What you should do: Please reproduce the records below word for word, starting at the first line and ending at the line that contains "Outline every instance of the woman's dark", with both ends included. Leave the pictures out of your answer.

--- Begin ---

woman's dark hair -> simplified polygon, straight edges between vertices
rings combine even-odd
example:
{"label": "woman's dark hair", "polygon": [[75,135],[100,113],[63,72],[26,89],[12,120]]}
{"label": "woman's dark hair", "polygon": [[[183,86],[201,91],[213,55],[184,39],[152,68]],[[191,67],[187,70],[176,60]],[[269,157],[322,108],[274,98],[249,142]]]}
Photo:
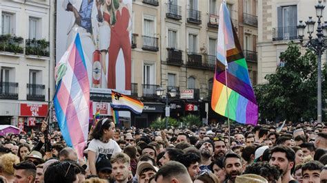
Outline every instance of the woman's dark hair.
{"label": "woman's dark hair", "polygon": [[108,129],[111,127],[111,122],[112,120],[109,118],[103,118],[98,121],[97,125],[95,125],[95,129],[91,133],[92,138],[95,138],[97,140],[101,140],[102,138],[102,136],[103,135],[103,130]]}
{"label": "woman's dark hair", "polygon": [[28,144],[23,143],[19,145],[19,147],[18,147],[17,155],[18,157],[19,157],[19,160],[21,160],[21,162],[23,160],[22,159],[23,158],[21,156],[21,148],[23,147],[26,147],[28,149],[28,151],[30,151],[30,146]]}
{"label": "woman's dark hair", "polygon": [[81,167],[74,162],[57,162],[51,164],[44,173],[44,182],[73,182]]}

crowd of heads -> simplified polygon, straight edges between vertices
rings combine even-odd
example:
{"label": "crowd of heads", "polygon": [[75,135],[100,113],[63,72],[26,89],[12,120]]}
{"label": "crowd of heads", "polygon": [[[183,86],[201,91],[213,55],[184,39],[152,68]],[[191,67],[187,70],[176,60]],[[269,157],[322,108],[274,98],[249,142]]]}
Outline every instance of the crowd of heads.
{"label": "crowd of heads", "polygon": [[82,155],[59,131],[0,136],[0,182],[327,182],[324,123],[119,129],[105,118],[89,133]]}

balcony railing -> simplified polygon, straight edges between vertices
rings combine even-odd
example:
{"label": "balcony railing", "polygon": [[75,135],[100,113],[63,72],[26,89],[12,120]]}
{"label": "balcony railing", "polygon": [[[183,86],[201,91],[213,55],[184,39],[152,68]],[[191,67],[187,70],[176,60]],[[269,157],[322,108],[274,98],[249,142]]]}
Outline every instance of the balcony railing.
{"label": "balcony railing", "polygon": [[137,47],[136,43],[136,37],[138,36],[137,34],[132,34],[132,48],[136,48]]}
{"label": "balcony railing", "polygon": [[132,89],[130,91],[130,95],[134,97],[137,97],[137,83],[132,83]]}
{"label": "balcony railing", "polygon": [[17,100],[18,83],[0,82],[0,99]]}
{"label": "balcony railing", "polygon": [[27,84],[27,100],[35,101],[46,100],[46,86],[38,84]]}
{"label": "balcony railing", "polygon": [[142,84],[143,85],[143,97],[157,98],[156,89],[159,87],[157,85]]}
{"label": "balcony railing", "polygon": [[[167,88],[168,89],[168,92],[170,91],[170,89],[175,89],[176,90],[176,96],[173,97],[172,98],[179,98],[181,91],[179,91],[179,87],[168,86]],[[170,96],[170,97],[172,98],[171,96]]]}
{"label": "balcony railing", "polygon": [[25,54],[39,56],[50,56],[50,42],[44,39],[26,39]]}
{"label": "balcony railing", "polygon": [[173,48],[167,48],[168,57],[167,64],[175,65],[182,65],[182,52],[181,50],[175,50]]}
{"label": "balcony railing", "polygon": [[148,36],[143,36],[143,50],[157,52],[159,51],[158,47],[158,38],[151,37]]}
{"label": "balcony railing", "polygon": [[244,57],[247,61],[255,63],[258,61],[257,52],[244,50],[243,50],[243,53],[244,54]]}
{"label": "balcony railing", "polygon": [[201,24],[201,12],[197,10],[188,10],[188,22]]}
{"label": "balcony railing", "polygon": [[190,89],[193,89],[194,91],[194,99],[197,100],[200,99],[200,89],[196,88],[188,88]]}
{"label": "balcony railing", "polygon": [[243,14],[243,23],[252,25],[258,26],[258,17],[248,13]]}
{"label": "balcony railing", "polygon": [[272,41],[297,39],[297,26],[272,28]]}
{"label": "balcony railing", "polygon": [[219,23],[219,16],[215,14],[209,14],[208,27],[217,28]]}
{"label": "balcony railing", "polygon": [[0,52],[23,54],[23,41],[22,37],[7,35],[0,35]]}
{"label": "balcony railing", "polygon": [[155,6],[159,6],[159,1],[158,0],[143,0],[143,3],[146,4],[150,4]]}
{"label": "balcony railing", "polygon": [[181,7],[179,6],[166,3],[167,11],[166,17],[177,20],[181,20]]}
{"label": "balcony railing", "polygon": [[215,70],[216,56],[215,55],[188,53],[186,67],[195,69]]}

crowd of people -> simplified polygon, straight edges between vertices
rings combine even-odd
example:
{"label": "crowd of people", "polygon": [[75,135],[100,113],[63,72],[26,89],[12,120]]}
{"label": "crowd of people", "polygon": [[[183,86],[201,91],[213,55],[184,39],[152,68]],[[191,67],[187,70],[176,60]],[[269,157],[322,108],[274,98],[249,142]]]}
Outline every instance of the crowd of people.
{"label": "crowd of people", "polygon": [[327,182],[327,126],[279,125],[119,129],[103,118],[79,157],[43,122],[0,136],[0,182]]}

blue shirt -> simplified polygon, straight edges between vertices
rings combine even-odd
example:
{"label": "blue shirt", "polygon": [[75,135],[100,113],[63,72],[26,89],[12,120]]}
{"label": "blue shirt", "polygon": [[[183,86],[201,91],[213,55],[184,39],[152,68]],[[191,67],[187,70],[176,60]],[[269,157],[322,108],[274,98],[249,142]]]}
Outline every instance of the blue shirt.
{"label": "blue shirt", "polygon": [[93,0],[83,0],[81,9],[79,10],[79,16],[81,16],[81,27],[86,30],[88,32],[92,34],[91,14],[92,8],[93,6]]}

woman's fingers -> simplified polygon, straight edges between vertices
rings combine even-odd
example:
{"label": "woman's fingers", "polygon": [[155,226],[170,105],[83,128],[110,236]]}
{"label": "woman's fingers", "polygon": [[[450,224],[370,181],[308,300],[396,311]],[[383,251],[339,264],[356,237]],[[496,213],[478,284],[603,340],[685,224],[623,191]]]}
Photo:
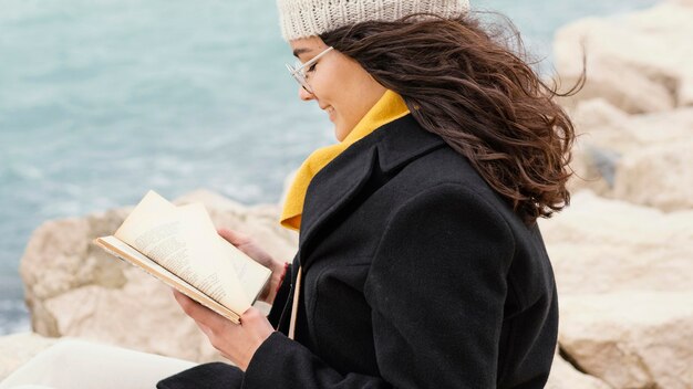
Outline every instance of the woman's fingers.
{"label": "woman's fingers", "polygon": [[240,233],[238,231],[229,230],[229,229],[218,229],[217,232],[221,238],[226,239],[232,245],[244,245],[250,242],[250,236],[245,233]]}

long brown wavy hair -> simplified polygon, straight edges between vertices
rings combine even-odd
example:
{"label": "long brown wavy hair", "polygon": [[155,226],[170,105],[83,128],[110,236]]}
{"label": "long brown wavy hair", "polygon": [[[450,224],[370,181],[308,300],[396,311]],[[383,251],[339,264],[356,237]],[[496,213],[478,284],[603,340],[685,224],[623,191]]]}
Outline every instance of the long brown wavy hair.
{"label": "long brown wavy hair", "polygon": [[498,25],[485,28],[469,14],[456,20],[417,14],[320,38],[399,93],[422,127],[464,155],[532,224],[570,202],[566,182],[575,130],[554,97],[577,92],[583,77],[559,94],[528,64],[513,23]]}

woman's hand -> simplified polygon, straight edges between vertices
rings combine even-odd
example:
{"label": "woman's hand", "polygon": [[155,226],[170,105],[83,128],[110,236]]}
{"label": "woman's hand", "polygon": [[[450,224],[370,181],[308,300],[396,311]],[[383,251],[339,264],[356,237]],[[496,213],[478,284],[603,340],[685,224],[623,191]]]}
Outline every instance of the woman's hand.
{"label": "woman's hand", "polygon": [[211,345],[244,371],[255,351],[275,332],[267,318],[254,307],[242,314],[240,324],[234,324],[178,291],[174,290],[174,296],[183,312],[207,335]]}
{"label": "woman's hand", "polygon": [[259,301],[271,305],[277,296],[277,290],[283,280],[285,272],[287,270],[286,263],[275,260],[246,234],[229,229],[219,229],[218,233],[221,238],[226,239],[227,242],[246,253],[246,255],[254,259],[257,263],[272,271],[272,275],[267,283],[267,286],[265,286],[258,296]]}

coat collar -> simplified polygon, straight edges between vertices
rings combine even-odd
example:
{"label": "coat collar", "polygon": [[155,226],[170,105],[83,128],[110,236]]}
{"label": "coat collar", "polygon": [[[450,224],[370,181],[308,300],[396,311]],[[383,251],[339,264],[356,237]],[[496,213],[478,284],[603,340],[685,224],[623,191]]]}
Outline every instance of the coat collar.
{"label": "coat collar", "polygon": [[320,170],[306,195],[299,239],[301,262],[317,231],[359,195],[376,162],[386,175],[443,145],[439,136],[424,130],[408,114],[356,141]]}

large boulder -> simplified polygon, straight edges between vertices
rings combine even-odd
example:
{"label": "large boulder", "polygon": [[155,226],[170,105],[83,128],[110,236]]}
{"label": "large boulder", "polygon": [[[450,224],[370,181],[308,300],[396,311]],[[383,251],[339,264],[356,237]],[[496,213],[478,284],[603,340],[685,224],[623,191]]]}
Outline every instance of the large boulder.
{"label": "large boulder", "polygon": [[592,99],[571,116],[579,135],[572,190],[665,211],[693,209],[693,108],[627,115]]}
{"label": "large boulder", "polygon": [[693,210],[665,213],[581,191],[540,227],[561,297],[693,291]]}
{"label": "large boulder", "polygon": [[561,84],[579,78],[585,52],[587,83],[572,99],[603,97],[633,114],[693,105],[691,20],[680,1],[568,24],[554,41]]}
{"label": "large boulder", "polygon": [[[693,338],[693,210],[581,191],[540,227],[560,296],[561,356],[613,388],[693,387],[684,340]],[[559,378],[582,382],[563,362]]]}
{"label": "large boulder", "polygon": [[[244,207],[208,191],[176,202],[190,201],[205,203],[215,225],[255,236],[277,259],[292,259],[297,236],[278,225],[277,206]],[[168,287],[91,243],[113,233],[130,210],[50,221],[32,234],[20,273],[34,332],[195,361],[220,359]]]}
{"label": "large boulder", "polygon": [[561,349],[589,375],[614,388],[693,388],[693,291],[563,296],[560,315]]}

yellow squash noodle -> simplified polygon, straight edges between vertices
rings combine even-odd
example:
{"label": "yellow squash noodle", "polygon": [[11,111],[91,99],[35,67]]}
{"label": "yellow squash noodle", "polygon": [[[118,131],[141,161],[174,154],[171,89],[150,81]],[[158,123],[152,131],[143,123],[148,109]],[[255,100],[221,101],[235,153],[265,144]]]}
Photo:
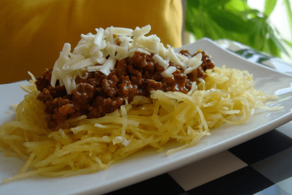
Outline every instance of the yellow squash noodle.
{"label": "yellow squash noodle", "polygon": [[26,159],[19,174],[3,181],[36,175],[66,177],[93,172],[146,146],[161,152],[169,140],[184,144],[167,151],[169,155],[196,144],[210,135],[210,129],[246,122],[257,108],[281,108],[264,104],[277,97],[255,89],[247,71],[223,66],[206,74],[187,94],[153,91],[151,98],[136,96],[104,117],[70,119],[54,131],[46,126],[33,77],[32,85],[23,86],[29,93],[17,108],[17,120],[0,127],[0,149],[6,149],[7,156]]}

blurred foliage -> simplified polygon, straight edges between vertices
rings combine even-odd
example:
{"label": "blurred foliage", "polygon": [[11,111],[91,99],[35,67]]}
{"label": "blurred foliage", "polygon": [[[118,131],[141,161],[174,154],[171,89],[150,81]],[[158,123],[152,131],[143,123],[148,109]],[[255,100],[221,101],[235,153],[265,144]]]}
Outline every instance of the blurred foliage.
{"label": "blurred foliage", "polygon": [[[269,21],[276,1],[266,0],[261,13],[250,8],[247,0],[186,0],[185,29],[197,39],[227,39],[272,56],[280,57],[282,52],[289,56],[283,44],[292,48],[292,43],[281,38]],[[292,28],[289,0],[284,2]]]}

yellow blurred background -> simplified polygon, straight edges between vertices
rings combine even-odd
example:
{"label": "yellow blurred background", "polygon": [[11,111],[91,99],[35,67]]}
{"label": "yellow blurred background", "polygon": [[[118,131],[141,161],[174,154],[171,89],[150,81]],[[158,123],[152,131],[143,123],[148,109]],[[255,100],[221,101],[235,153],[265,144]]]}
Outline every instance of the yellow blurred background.
{"label": "yellow blurred background", "polygon": [[40,76],[65,43],[73,50],[96,28],[150,24],[165,46],[182,45],[181,0],[2,0],[0,7],[0,84]]}

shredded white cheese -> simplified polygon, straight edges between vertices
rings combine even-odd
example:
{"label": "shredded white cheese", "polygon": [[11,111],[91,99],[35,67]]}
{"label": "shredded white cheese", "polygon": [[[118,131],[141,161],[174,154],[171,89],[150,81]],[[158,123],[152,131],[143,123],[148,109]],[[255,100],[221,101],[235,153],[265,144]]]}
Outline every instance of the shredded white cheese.
{"label": "shredded white cheese", "polygon": [[[76,89],[75,79],[86,79],[88,72],[99,71],[108,76],[117,60],[133,56],[136,51],[150,55],[154,53],[153,59],[164,68],[164,77],[170,76],[176,68],[168,67],[169,61],[181,66],[184,74],[191,72],[201,64],[201,54],[188,58],[174,52],[173,47],[167,48],[155,35],[146,36],[151,30],[150,25],[134,30],[111,26],[104,29],[95,29],[96,34],[82,34],[81,39],[71,53],[71,46],[65,43],[56,61],[52,75],[51,84],[55,87],[57,80],[65,85],[68,94]],[[118,36],[120,45],[115,43],[113,35]],[[108,57],[107,59],[106,58]]]}

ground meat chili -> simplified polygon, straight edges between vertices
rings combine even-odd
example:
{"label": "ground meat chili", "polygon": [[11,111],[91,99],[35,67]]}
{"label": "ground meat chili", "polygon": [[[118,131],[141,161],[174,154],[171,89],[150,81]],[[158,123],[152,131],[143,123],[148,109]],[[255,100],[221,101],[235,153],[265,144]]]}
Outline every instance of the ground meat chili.
{"label": "ground meat chili", "polygon": [[[179,91],[187,93],[192,82],[204,78],[204,71],[213,69],[214,64],[210,56],[203,51],[202,64],[186,75],[183,69],[177,70],[170,77],[164,78],[164,68],[153,60],[151,55],[136,52],[131,58],[118,61],[114,70],[107,76],[99,71],[89,73],[86,79],[77,78],[76,87],[68,95],[65,86],[57,81],[55,87],[51,85],[53,69],[48,70],[36,78],[36,85],[41,92],[37,99],[45,104],[45,120],[48,128],[53,129],[69,118],[86,115],[88,118],[98,118],[114,112],[126,103],[130,102],[134,96],[149,97],[152,90]],[[191,57],[186,50],[181,53]],[[100,64],[99,64],[100,65]],[[170,62],[170,66],[174,64]]]}

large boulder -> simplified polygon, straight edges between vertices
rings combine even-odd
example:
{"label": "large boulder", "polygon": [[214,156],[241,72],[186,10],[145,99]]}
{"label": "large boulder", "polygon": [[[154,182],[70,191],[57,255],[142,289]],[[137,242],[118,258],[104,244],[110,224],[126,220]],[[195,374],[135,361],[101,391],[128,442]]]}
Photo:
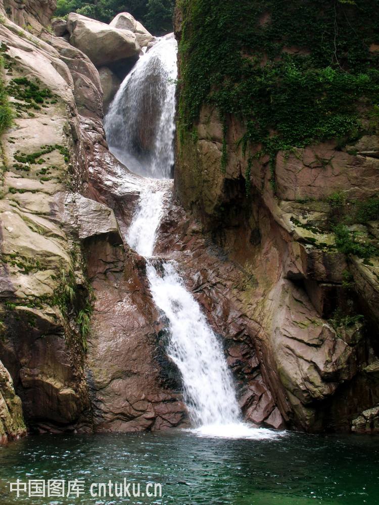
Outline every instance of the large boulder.
{"label": "large boulder", "polygon": [[97,66],[137,57],[140,47],[135,35],[85,16],[71,13],[67,19],[70,42]]}
{"label": "large boulder", "polygon": [[57,37],[63,37],[68,33],[67,21],[62,18],[55,18],[52,20],[52,28]]}
{"label": "large boulder", "polygon": [[109,23],[110,26],[121,30],[130,30],[135,34],[137,40],[141,47],[145,47],[155,37],[141,23],[134,19],[128,12],[120,12]]}
{"label": "large boulder", "polygon": [[134,33],[137,26],[137,22],[128,12],[120,12],[113,18],[109,23],[110,26],[121,30],[129,30]]}

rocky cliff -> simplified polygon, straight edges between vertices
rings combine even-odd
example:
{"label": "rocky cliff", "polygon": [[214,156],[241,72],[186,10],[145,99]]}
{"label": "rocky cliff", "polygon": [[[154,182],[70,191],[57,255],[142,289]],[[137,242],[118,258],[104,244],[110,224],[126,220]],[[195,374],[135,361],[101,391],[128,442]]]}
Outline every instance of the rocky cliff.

--- End ---

Task result:
woman's dark hair -> simplified polygon, straight edges between vertices
rings combine even-odd
example:
{"label": "woman's dark hair", "polygon": [[75,135],[100,113],[63,72],[26,89],[12,120]]}
{"label": "woman's dark hair", "polygon": [[[183,86],[201,91],[213,55],[184,39],[152,68]],[[191,67],[187,70],[176,60]],[[269,157],[322,108],[274,98],[249,142]]]}
Photo:
Outline every instance of the woman's dark hair.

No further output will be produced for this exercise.